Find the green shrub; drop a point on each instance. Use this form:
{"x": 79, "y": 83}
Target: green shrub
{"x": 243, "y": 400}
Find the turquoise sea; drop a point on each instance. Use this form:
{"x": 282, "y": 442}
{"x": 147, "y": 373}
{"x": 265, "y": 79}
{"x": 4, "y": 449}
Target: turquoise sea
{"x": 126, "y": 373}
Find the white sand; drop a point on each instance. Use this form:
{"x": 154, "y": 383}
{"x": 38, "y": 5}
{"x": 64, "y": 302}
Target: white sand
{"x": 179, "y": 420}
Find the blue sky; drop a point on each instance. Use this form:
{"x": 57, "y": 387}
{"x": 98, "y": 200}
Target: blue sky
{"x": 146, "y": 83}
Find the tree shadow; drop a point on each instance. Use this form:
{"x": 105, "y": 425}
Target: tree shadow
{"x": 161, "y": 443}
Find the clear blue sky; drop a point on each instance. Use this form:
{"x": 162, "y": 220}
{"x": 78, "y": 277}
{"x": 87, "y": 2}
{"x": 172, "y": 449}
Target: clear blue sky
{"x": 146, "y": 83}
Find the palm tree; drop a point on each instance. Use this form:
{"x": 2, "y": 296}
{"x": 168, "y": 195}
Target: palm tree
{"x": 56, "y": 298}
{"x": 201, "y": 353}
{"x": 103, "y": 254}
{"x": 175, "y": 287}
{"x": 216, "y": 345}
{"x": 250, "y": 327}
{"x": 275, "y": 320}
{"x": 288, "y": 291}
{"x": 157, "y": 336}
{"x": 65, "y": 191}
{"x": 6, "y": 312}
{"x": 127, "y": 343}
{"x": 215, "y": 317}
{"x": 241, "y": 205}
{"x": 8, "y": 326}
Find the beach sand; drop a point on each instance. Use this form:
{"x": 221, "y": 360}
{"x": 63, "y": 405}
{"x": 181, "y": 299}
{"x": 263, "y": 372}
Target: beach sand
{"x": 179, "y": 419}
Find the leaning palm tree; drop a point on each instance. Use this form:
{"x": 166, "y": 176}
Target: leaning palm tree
--
Show each line of the material that includes the word "form".

WRITTEN RESPONSE:
Find the green shrub; drop a point on each instance. Use this form:
Find the turquoise sea; drop a point on each instance. Use this form:
Find the white sand; drop a point on each instance. Use this form:
Find the blue sky; drop a point on each instance. Use this form:
Find the tree shadow; drop a point on each instance. Use this form:
Find the clear blue sky; drop a point on each instance. Use this form:
Find the palm tree; drop a point on each instance. Use this form:
Find the beach sand; drop a point on each instance. Use this form:
Find the leaning palm tree; drop a point on each instance. Use this form:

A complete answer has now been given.